__Work instructions__.
Set down each line of the data below exactly as it stands, dropping the pictures.

__Exercise materials__.
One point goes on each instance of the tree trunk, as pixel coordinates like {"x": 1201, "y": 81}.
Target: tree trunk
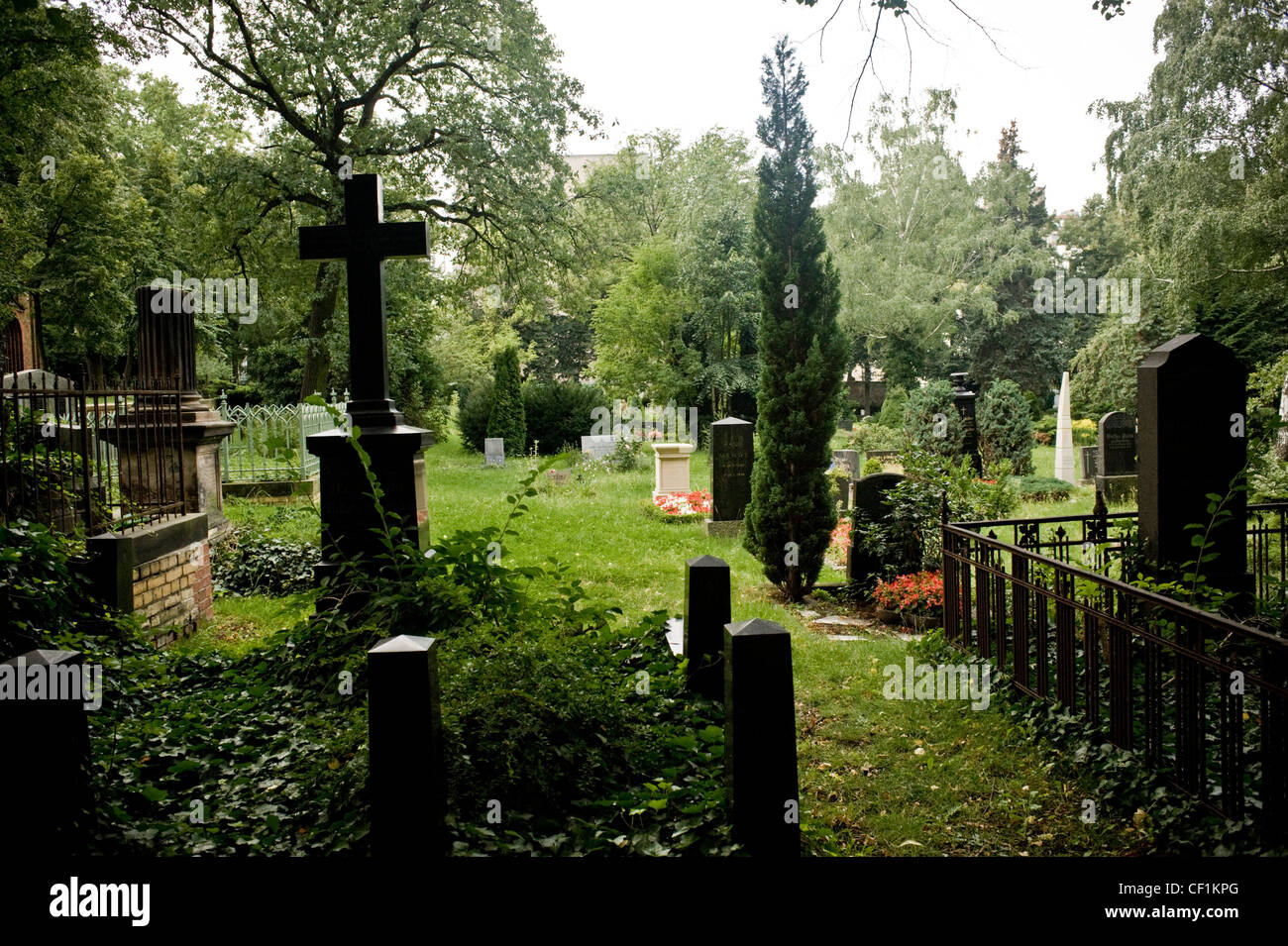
{"x": 316, "y": 361}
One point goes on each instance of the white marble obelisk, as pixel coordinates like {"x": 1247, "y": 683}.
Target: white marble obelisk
{"x": 1064, "y": 435}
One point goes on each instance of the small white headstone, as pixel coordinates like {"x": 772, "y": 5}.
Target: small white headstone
{"x": 1064, "y": 435}
{"x": 597, "y": 446}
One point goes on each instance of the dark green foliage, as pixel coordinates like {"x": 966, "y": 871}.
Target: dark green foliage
{"x": 44, "y": 593}
{"x": 915, "y": 503}
{"x": 1043, "y": 489}
{"x": 558, "y": 413}
{"x": 1005, "y": 429}
{"x": 249, "y": 563}
{"x": 803, "y": 354}
{"x": 475, "y": 415}
{"x": 893, "y": 408}
{"x": 931, "y": 421}
{"x": 277, "y": 369}
{"x": 506, "y": 418}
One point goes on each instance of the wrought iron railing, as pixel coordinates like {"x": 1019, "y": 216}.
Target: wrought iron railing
{"x": 90, "y": 461}
{"x": 268, "y": 442}
{"x": 1202, "y": 696}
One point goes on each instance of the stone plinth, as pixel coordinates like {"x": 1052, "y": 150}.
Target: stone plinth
{"x": 349, "y": 510}
{"x": 671, "y": 469}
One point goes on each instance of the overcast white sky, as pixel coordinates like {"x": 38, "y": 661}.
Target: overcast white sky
{"x": 692, "y": 64}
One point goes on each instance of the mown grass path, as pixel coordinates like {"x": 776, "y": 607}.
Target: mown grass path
{"x": 877, "y": 777}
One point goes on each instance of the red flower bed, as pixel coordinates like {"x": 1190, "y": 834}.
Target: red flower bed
{"x": 698, "y": 502}
{"x": 918, "y": 591}
{"x": 840, "y": 542}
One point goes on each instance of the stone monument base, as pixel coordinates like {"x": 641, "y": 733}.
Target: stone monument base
{"x": 1117, "y": 489}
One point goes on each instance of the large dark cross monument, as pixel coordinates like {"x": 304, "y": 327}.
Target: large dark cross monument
{"x": 395, "y": 450}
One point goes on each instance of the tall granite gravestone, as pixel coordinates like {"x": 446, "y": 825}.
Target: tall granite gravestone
{"x": 1192, "y": 442}
{"x": 1064, "y": 434}
{"x": 964, "y": 398}
{"x": 154, "y": 470}
{"x": 1116, "y": 476}
{"x": 872, "y": 506}
{"x": 397, "y": 451}
{"x": 730, "y": 475}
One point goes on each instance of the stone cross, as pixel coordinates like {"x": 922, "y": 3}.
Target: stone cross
{"x": 351, "y": 519}
{"x": 364, "y": 241}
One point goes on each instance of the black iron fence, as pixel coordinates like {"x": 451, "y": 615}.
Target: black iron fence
{"x": 90, "y": 461}
{"x": 1202, "y": 696}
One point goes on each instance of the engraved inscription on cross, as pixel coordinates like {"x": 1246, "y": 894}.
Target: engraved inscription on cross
{"x": 364, "y": 241}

__Answer for this exercise__.
One point goes on each instance of the tree trunk, as pixel coordinates like {"x": 1201, "y": 81}.
Target: tree trunk
{"x": 316, "y": 361}
One point goes on each instance of the white marble obelisk, as pixel coordinates like {"x": 1247, "y": 683}.
Target: white marble obelisk
{"x": 1064, "y": 435}
One point goes on each instance of the small white headstone, as pixel coordinates like {"x": 772, "y": 5}.
Target: small white headstone
{"x": 1064, "y": 435}
{"x": 597, "y": 446}
One point goes on each instance of the dark green foliage, as pixel coordinates like {"x": 966, "y": 871}.
Target: dark green foliage
{"x": 44, "y": 593}
{"x": 915, "y": 503}
{"x": 1043, "y": 489}
{"x": 558, "y": 413}
{"x": 1005, "y": 429}
{"x": 249, "y": 563}
{"x": 803, "y": 354}
{"x": 475, "y": 415}
{"x": 893, "y": 408}
{"x": 931, "y": 421}
{"x": 277, "y": 369}
{"x": 506, "y": 418}
One point goes on each instance of the wrought iron railing, as pixel coordinates like {"x": 1019, "y": 216}.
Target: wrought iron railing
{"x": 90, "y": 461}
{"x": 268, "y": 442}
{"x": 1202, "y": 696}
One point goes on each instance of the stone plinth, as pixel coordinates like {"x": 1052, "y": 150}.
Target: stone plinth
{"x": 349, "y": 510}
{"x": 671, "y": 469}
One point goes on each instance of the overcast white sky, as pixel coordinates like {"x": 38, "y": 661}.
Target: overcast white sky
{"x": 692, "y": 64}
One point goes on each instance of the mown grass path, as pixel coordinates like {"x": 776, "y": 607}.
Target: mown grass path
{"x": 877, "y": 777}
One point goes on each instance of the red flower bed, as pixel coordinates like {"x": 1190, "y": 834}.
Target: red flower bed
{"x": 698, "y": 502}
{"x": 918, "y": 591}
{"x": 840, "y": 542}
One point goes on each instance of the stone monument base, as pixel coordinates like {"x": 641, "y": 733}.
Target: stone monument base
{"x": 1117, "y": 489}
One point goes on each instance of the large dark cross monument, as pixel coordinates like {"x": 304, "y": 327}.
Target: large dark cross monument
{"x": 395, "y": 450}
One point goes on each instance of the tall granite gravestone, as pixel coordinates like {"x": 446, "y": 825}.
Target: tall granite gravestone
{"x": 1192, "y": 442}
{"x": 1064, "y": 434}
{"x": 964, "y": 398}
{"x": 154, "y": 470}
{"x": 1116, "y": 476}
{"x": 872, "y": 506}
{"x": 397, "y": 451}
{"x": 730, "y": 475}
One point goes on each instance of the stone cross, as pixel coordinates like {"x": 922, "y": 3}.
Target: stone cross
{"x": 351, "y": 519}
{"x": 364, "y": 241}
One point goes on each instance of the black iron fence, as pixel coordinates like {"x": 451, "y": 615}.
Target: black iron fence
{"x": 90, "y": 461}
{"x": 1202, "y": 696}
One point goes on each instance of the engraved inscription on cross, as pixel coordinates like {"x": 1246, "y": 894}.
Target: engraved inscription on cross
{"x": 364, "y": 241}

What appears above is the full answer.